[Image-grounded pointing data]
※

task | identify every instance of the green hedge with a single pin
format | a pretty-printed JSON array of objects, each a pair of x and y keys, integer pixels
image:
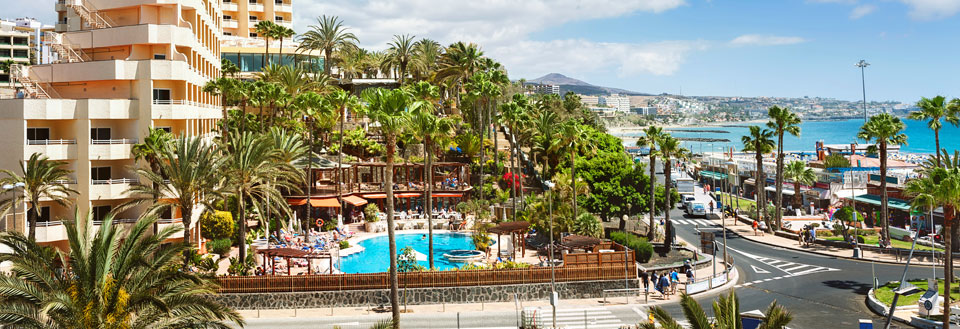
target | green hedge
[
  {"x": 642, "y": 248},
  {"x": 219, "y": 246}
]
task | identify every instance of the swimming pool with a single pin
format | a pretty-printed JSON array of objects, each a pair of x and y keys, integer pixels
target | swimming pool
[{"x": 376, "y": 254}]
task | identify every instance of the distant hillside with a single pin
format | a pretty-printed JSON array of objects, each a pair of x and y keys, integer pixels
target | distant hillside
[{"x": 580, "y": 87}]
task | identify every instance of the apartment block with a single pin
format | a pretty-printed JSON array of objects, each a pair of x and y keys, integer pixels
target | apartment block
[
  {"x": 240, "y": 17},
  {"x": 124, "y": 67}
]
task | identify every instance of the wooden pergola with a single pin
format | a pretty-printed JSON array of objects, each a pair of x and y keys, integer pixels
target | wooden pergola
[
  {"x": 515, "y": 229},
  {"x": 288, "y": 253}
]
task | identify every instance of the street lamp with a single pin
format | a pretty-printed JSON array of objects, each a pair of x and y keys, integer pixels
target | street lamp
[{"x": 862, "y": 64}]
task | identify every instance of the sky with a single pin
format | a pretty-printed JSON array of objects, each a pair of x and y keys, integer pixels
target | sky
[{"x": 789, "y": 48}]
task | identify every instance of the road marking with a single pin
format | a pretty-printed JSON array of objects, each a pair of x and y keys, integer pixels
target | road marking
[{"x": 759, "y": 270}]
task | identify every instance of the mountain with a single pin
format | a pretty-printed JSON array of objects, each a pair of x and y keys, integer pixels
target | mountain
[{"x": 580, "y": 87}]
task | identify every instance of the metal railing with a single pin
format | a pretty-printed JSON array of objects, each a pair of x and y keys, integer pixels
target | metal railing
[
  {"x": 113, "y": 141},
  {"x": 114, "y": 181},
  {"x": 51, "y": 141}
]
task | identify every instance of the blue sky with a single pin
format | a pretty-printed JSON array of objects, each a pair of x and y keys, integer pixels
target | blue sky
[{"x": 719, "y": 47}]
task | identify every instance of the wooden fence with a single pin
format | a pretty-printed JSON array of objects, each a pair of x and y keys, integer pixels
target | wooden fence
[{"x": 338, "y": 282}]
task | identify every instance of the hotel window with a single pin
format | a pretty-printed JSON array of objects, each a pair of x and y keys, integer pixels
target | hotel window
[
  {"x": 100, "y": 133},
  {"x": 38, "y": 134},
  {"x": 100, "y": 213}
]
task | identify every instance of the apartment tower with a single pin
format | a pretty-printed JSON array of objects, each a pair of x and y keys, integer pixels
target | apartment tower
[{"x": 125, "y": 66}]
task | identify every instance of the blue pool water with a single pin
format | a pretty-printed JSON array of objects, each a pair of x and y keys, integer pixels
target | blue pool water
[{"x": 376, "y": 255}]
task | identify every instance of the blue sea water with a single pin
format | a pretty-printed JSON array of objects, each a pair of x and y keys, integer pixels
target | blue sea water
[
  {"x": 919, "y": 137},
  {"x": 376, "y": 255}
]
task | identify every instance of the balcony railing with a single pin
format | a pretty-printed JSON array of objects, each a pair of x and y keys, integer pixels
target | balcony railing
[
  {"x": 51, "y": 141},
  {"x": 114, "y": 181},
  {"x": 113, "y": 141}
]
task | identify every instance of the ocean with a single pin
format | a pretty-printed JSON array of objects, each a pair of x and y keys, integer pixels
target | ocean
[{"x": 919, "y": 137}]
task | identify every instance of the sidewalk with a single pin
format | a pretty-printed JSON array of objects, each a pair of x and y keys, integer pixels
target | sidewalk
[{"x": 745, "y": 231}]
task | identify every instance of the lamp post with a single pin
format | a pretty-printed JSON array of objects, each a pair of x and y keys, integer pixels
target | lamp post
[{"x": 862, "y": 64}]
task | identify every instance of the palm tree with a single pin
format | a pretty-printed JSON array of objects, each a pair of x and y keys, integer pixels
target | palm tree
[
  {"x": 883, "y": 129},
  {"x": 800, "y": 174},
  {"x": 430, "y": 128},
  {"x": 401, "y": 52},
  {"x": 760, "y": 141},
  {"x": 670, "y": 149},
  {"x": 329, "y": 36},
  {"x": 782, "y": 121},
  {"x": 108, "y": 279},
  {"x": 254, "y": 172},
  {"x": 41, "y": 178},
  {"x": 939, "y": 184},
  {"x": 187, "y": 176},
  {"x": 389, "y": 109},
  {"x": 651, "y": 137},
  {"x": 265, "y": 29},
  {"x": 934, "y": 110},
  {"x": 726, "y": 311}
]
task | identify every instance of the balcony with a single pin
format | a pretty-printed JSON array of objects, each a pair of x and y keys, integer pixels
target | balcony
[
  {"x": 55, "y": 149},
  {"x": 110, "y": 189}
]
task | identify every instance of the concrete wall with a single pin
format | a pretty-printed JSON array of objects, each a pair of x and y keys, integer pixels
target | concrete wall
[{"x": 418, "y": 296}]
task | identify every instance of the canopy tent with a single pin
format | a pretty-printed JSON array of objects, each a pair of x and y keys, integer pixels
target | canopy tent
[{"x": 875, "y": 200}]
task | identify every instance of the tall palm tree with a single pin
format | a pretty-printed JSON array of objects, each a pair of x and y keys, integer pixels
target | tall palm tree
[
  {"x": 883, "y": 129},
  {"x": 726, "y": 311},
  {"x": 390, "y": 109},
  {"x": 651, "y": 138},
  {"x": 267, "y": 31},
  {"x": 401, "y": 52},
  {"x": 800, "y": 174},
  {"x": 187, "y": 178},
  {"x": 939, "y": 185},
  {"x": 255, "y": 173},
  {"x": 670, "y": 149},
  {"x": 934, "y": 110},
  {"x": 782, "y": 121},
  {"x": 760, "y": 141},
  {"x": 329, "y": 36},
  {"x": 41, "y": 178},
  {"x": 430, "y": 128},
  {"x": 108, "y": 279}
]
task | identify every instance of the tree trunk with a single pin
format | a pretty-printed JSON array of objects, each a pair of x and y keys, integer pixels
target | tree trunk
[
  {"x": 667, "y": 171},
  {"x": 394, "y": 293},
  {"x": 428, "y": 178},
  {"x": 778, "y": 211},
  {"x": 653, "y": 195},
  {"x": 884, "y": 218},
  {"x": 948, "y": 214}
]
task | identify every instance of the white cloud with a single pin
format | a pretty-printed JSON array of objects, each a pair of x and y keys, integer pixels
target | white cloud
[
  {"x": 765, "y": 40},
  {"x": 932, "y": 9},
  {"x": 862, "y": 10}
]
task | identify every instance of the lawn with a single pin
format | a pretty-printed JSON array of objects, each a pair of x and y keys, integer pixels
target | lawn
[
  {"x": 885, "y": 293},
  {"x": 873, "y": 239}
]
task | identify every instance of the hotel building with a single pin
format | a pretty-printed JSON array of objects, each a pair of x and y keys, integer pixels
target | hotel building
[{"x": 124, "y": 67}]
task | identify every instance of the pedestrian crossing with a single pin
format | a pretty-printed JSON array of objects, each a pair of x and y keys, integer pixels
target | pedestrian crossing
[
  {"x": 581, "y": 318},
  {"x": 694, "y": 222}
]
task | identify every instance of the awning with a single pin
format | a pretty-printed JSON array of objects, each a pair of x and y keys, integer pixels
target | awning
[
  {"x": 355, "y": 200},
  {"x": 875, "y": 200},
  {"x": 712, "y": 175}
]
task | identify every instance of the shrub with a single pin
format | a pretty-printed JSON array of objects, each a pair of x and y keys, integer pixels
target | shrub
[
  {"x": 370, "y": 213},
  {"x": 219, "y": 246},
  {"x": 216, "y": 225},
  {"x": 642, "y": 248}
]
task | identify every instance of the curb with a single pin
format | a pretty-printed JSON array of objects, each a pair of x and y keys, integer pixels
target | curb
[{"x": 815, "y": 252}]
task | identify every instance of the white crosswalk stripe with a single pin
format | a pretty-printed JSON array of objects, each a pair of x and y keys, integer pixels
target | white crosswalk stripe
[{"x": 583, "y": 318}]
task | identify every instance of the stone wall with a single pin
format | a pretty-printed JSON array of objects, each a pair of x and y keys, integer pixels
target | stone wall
[{"x": 355, "y": 298}]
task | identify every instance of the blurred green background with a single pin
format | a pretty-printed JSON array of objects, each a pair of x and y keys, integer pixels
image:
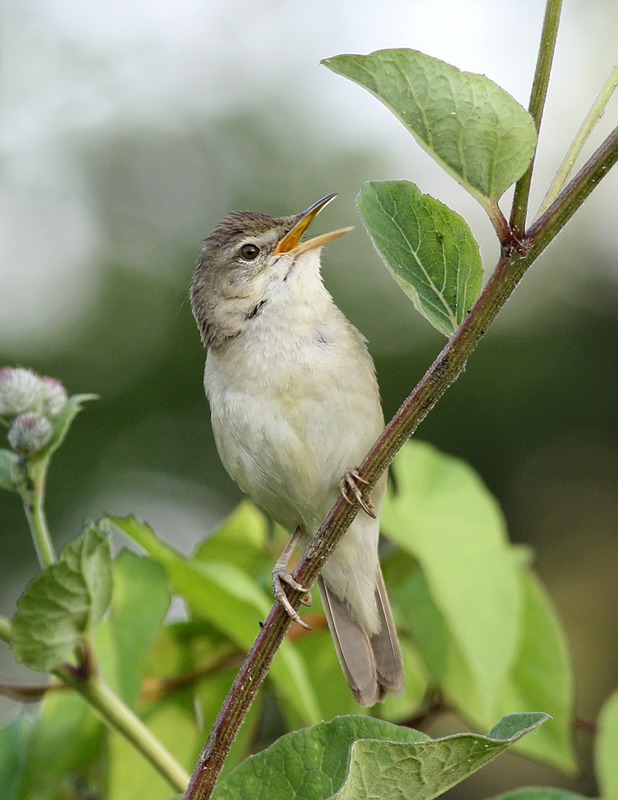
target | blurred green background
[{"x": 128, "y": 130}]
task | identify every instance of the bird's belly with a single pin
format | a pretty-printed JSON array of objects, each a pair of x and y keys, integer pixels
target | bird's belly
[{"x": 288, "y": 443}]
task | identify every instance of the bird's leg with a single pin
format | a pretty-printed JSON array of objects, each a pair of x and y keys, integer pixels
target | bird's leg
[
  {"x": 281, "y": 574},
  {"x": 349, "y": 486}
]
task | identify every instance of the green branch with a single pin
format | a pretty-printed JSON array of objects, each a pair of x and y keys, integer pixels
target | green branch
[
  {"x": 32, "y": 492},
  {"x": 536, "y": 106},
  {"x": 121, "y": 719},
  {"x": 593, "y": 116}
]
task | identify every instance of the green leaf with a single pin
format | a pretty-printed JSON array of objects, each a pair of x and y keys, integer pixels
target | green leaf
[
  {"x": 606, "y": 748},
  {"x": 474, "y": 129},
  {"x": 64, "y": 603},
  {"x": 139, "y": 605},
  {"x": 361, "y": 758},
  {"x": 64, "y": 746},
  {"x": 14, "y": 737},
  {"x": 8, "y": 468},
  {"x": 232, "y": 602},
  {"x": 241, "y": 540},
  {"x": 442, "y": 515},
  {"x": 62, "y": 423},
  {"x": 429, "y": 250},
  {"x": 542, "y": 675}
]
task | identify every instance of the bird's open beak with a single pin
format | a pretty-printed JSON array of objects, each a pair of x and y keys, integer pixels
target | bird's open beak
[{"x": 291, "y": 241}]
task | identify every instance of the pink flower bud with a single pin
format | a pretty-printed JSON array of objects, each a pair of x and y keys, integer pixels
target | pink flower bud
[
  {"x": 30, "y": 432},
  {"x": 20, "y": 390}
]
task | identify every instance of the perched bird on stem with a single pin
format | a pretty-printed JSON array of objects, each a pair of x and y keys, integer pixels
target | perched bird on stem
[{"x": 295, "y": 406}]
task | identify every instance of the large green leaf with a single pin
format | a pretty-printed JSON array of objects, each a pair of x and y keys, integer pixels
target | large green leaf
[
  {"x": 606, "y": 749},
  {"x": 542, "y": 676},
  {"x": 64, "y": 603},
  {"x": 231, "y": 601},
  {"x": 468, "y": 124},
  {"x": 8, "y": 469},
  {"x": 442, "y": 514},
  {"x": 360, "y": 758},
  {"x": 123, "y": 640},
  {"x": 429, "y": 249}
]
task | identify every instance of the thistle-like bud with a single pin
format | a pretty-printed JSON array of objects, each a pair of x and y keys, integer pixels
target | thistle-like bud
[
  {"x": 30, "y": 432},
  {"x": 54, "y": 396},
  {"x": 20, "y": 391}
]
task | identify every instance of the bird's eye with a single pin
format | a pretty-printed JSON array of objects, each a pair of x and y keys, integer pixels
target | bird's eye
[{"x": 249, "y": 251}]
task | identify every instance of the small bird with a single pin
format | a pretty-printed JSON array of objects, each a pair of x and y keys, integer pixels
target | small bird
[{"x": 295, "y": 406}]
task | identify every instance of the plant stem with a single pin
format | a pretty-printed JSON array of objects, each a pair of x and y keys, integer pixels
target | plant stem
[
  {"x": 119, "y": 717},
  {"x": 536, "y": 106},
  {"x": 5, "y": 630},
  {"x": 447, "y": 367},
  {"x": 564, "y": 170},
  {"x": 32, "y": 491}
]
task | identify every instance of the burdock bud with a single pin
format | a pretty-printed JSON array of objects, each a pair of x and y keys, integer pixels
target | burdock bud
[
  {"x": 54, "y": 396},
  {"x": 20, "y": 390},
  {"x": 30, "y": 432}
]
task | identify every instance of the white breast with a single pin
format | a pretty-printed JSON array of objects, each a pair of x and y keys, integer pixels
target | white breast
[{"x": 294, "y": 404}]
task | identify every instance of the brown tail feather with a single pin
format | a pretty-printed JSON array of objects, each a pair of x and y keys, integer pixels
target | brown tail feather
[{"x": 372, "y": 665}]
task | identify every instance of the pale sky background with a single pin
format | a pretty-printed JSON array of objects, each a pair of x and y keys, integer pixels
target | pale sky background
[{"x": 72, "y": 71}]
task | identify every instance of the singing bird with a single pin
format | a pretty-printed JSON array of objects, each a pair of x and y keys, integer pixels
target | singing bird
[{"x": 295, "y": 407}]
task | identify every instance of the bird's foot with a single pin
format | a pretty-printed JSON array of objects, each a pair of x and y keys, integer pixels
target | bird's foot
[
  {"x": 282, "y": 575},
  {"x": 349, "y": 485}
]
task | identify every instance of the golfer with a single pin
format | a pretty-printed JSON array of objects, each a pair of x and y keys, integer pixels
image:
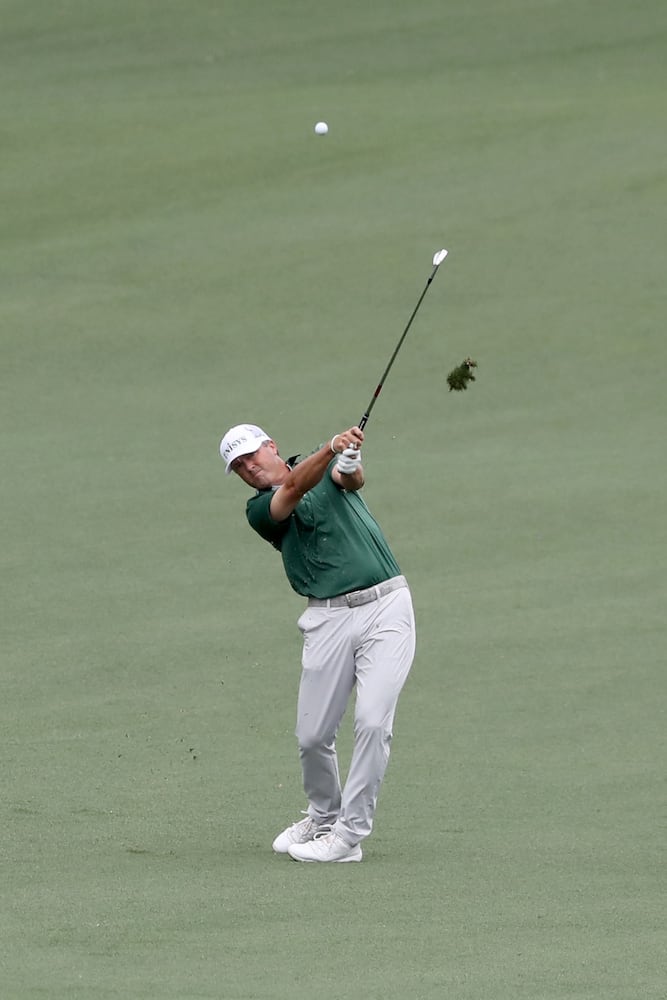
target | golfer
[{"x": 358, "y": 626}]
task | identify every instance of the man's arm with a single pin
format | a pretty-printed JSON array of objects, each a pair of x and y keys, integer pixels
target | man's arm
[{"x": 309, "y": 472}]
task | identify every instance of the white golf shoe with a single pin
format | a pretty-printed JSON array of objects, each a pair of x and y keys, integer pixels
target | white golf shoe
[
  {"x": 298, "y": 833},
  {"x": 325, "y": 846}
]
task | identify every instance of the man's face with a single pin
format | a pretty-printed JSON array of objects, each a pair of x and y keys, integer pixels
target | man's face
[{"x": 262, "y": 468}]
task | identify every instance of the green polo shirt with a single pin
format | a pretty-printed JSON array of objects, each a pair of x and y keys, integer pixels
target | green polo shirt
[{"x": 330, "y": 544}]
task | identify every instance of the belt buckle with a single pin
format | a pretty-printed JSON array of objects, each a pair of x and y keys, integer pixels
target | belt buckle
[{"x": 359, "y": 597}]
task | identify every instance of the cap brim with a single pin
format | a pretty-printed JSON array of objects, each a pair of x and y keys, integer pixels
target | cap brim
[{"x": 242, "y": 451}]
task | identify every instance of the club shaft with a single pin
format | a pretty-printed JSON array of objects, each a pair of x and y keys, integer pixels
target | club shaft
[{"x": 369, "y": 408}]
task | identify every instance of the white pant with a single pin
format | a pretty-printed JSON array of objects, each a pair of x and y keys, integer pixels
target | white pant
[{"x": 372, "y": 645}]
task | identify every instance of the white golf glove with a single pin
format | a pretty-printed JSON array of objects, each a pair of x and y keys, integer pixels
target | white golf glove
[{"x": 349, "y": 461}]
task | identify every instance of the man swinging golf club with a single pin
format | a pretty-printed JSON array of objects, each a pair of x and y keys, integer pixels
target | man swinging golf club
[{"x": 358, "y": 626}]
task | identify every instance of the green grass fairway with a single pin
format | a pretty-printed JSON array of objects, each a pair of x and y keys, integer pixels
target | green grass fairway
[{"x": 180, "y": 252}]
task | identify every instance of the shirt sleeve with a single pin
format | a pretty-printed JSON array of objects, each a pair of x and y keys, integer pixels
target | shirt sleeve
[{"x": 259, "y": 518}]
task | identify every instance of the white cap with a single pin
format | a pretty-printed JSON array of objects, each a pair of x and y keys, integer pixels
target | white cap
[{"x": 241, "y": 440}]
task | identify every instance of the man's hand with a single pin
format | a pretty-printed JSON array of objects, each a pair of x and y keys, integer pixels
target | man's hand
[{"x": 349, "y": 461}]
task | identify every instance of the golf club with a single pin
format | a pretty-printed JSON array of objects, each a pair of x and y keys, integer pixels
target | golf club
[{"x": 437, "y": 261}]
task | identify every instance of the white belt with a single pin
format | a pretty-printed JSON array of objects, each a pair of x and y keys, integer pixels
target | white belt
[{"x": 357, "y": 597}]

※

◆ Task prompt
From the line containing "target | golf club" to the final line of the data above, transcribe every line exactly and nothing more.

◆ Solution to this problem
target | golf club
[{"x": 437, "y": 261}]
task | identify every instance of the white belt with a single pin
format | a pretty-printed JSON array of objects, each a pair of x and y keys, integer pixels
target | white belt
[{"x": 357, "y": 597}]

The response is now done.